(Stored entries)
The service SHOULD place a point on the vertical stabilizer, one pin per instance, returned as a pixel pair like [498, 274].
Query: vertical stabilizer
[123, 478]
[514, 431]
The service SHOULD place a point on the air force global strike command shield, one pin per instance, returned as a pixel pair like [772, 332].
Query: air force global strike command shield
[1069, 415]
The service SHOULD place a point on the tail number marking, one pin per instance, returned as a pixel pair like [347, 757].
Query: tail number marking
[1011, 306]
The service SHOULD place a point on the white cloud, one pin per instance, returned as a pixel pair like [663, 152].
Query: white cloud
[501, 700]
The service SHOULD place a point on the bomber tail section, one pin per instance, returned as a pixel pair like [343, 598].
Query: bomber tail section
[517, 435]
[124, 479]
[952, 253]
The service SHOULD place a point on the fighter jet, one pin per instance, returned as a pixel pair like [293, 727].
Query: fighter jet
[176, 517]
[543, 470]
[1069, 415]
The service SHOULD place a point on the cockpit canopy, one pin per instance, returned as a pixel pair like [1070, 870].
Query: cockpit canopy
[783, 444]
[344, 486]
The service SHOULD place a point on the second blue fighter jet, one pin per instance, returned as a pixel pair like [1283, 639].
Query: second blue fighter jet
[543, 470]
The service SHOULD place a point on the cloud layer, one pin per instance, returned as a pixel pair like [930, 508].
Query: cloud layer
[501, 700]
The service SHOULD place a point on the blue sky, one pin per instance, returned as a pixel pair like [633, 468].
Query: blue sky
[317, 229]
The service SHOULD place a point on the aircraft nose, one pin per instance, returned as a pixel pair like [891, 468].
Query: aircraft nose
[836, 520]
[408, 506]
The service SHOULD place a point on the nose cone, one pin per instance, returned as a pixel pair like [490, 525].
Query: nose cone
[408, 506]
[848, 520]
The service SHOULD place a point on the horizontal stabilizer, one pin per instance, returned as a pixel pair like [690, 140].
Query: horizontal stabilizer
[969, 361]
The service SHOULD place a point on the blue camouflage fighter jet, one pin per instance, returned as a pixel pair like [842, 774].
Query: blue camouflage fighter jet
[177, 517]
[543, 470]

● **What is asked**:
Format all of the data above as a JSON list of strings, one string per line, with any blank lines left out.

● **Solution below**:
[
  "The service SHOULD place a point on the vertical stabilizer, one pin per instance, returned as a pixel pair like [498, 274].",
  "Query: vertical stabilizer",
  "[123, 478]",
  "[514, 431]",
  "The service SHOULD place a point on the air force global strike command shield, one pin per instance, returned as a pixel pair like [772, 332].",
  "Query: air force global strike command shield",
  "[1069, 415]",
  "The service SHOULD place a point on the tail number marking, one pin per instance, returned as a pixel pair like [347, 757].",
  "Query: tail number marking",
  "[1011, 306]",
  "The service SHOULD place a point on the white cloud, one pin per instance, returned as a pixel pair like [663, 152].",
  "Query: white cloud",
  "[501, 700]",
  "The service SHOULD place a point on the bomber tail section, one pin per instance, returned as a pixel pair like [343, 598].",
  "Query: bomber tail section",
  "[517, 435]",
  "[124, 479]",
  "[952, 253]",
  "The service SHOULD place a point on the fighter jet, one pin per instance, returned as a pixel pair like [293, 727].",
  "Query: fighter jet",
  "[176, 517]",
  "[543, 470]",
  "[1069, 415]",
  "The service SHOULD place a point on the cockpit canopy, one pin per instance, returned as a pixel pair like [1070, 870].",
  "Query: cockpit canopy",
  "[783, 444]",
  "[344, 486]",
  "The service SHOULD place a point on the second blue fighter jet, one pin per instance, returned as a pixel pair like [1283, 639].",
  "Query: second blue fighter jet",
  "[543, 470]",
  "The service SHOULD place a point on the cloud layer, one pin per instance, returned as a pixel pair like [930, 508].",
  "Query: cloud layer",
  "[501, 700]",
  "The service SHOULD place a point on the blue sky, one pin per instance, returned as a pixel pair like [633, 468].",
  "Query: blue sky",
  "[317, 229]",
  "The service SHOULD place a point on the aircraft nose, one pin per instance, returned as a pixel pair like [891, 468].",
  "Query: aircraft nose",
  "[836, 520]",
  "[408, 506]",
  "The service SHOULD place a point on the nose cone, one pin per instance, returned as a pixel pair like [490, 525].",
  "Query: nose cone",
  "[408, 506]",
  "[848, 520]",
  "The service SHOULD place a point on the horizontal stabilizer, one pin per instance, returned as a pixel pair like [690, 140].",
  "Query: horizontal stabilizer",
  "[969, 361]",
  "The service SHOULD place a point on the blue camouflage fighter jet, one pin per instance, returned as a pixel pair like [842, 774].",
  "Query: blue camouflage fighter jet",
  "[177, 517]",
  "[543, 470]"
]